Goal of the exercise: Recast every line of the entries below as a JSON list of strings, one string per line, omitting blank lines. Leave the pictures out of the list.

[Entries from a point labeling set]
• • • • •
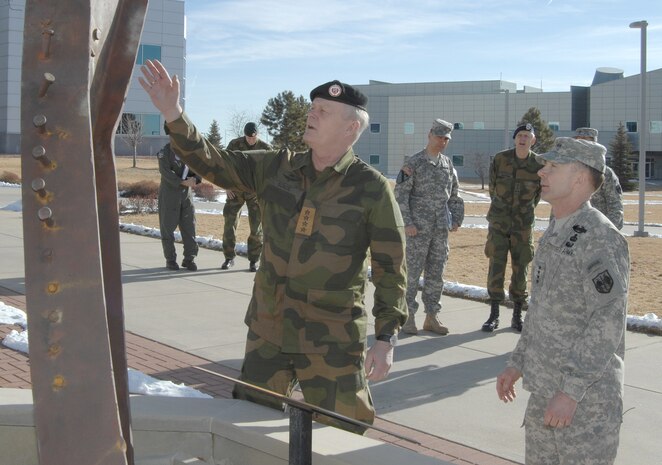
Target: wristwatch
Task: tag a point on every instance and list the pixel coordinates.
(390, 338)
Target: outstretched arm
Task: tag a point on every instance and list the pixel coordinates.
(162, 89)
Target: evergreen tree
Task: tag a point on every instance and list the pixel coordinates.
(544, 135)
(620, 149)
(214, 135)
(285, 120)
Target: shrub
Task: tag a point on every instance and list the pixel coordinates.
(143, 189)
(206, 191)
(10, 177)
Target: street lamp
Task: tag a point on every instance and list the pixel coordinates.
(643, 126)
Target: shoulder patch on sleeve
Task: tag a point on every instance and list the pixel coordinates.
(603, 282)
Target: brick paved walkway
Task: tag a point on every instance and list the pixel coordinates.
(169, 364)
• • • • •
Full response:
[
  "Target: wristwatch",
  "Task: tag a point on every instance and list the pixel coordinates.",
  "(390, 338)",
  "Target: outstretched arm",
  "Task: tag a point on every instance and list the pixel coordinates.",
  "(162, 89)",
  "Target: evergreen tree",
  "Task: tag a point on every instance and list the pixel coordinates.",
  "(544, 135)",
  "(620, 149)",
  "(214, 135)",
  "(285, 120)",
  "Target: shrub",
  "Task: tag a point on every instance and list the pixel coordinates.",
  "(143, 189)",
  "(206, 191)",
  "(10, 177)",
  "Target: street lamp",
  "Task: tag a point on every instance and list the pixel coordinates.",
  "(643, 126)",
  "Target: shoulder patch on sleeve",
  "Task: tag a point on every instance and list the pixel coordinates.",
  "(603, 282)",
  "Target: brick paved walkway",
  "Task: tag a point on every instance and list the pixel coordinates.",
  "(169, 364)"
]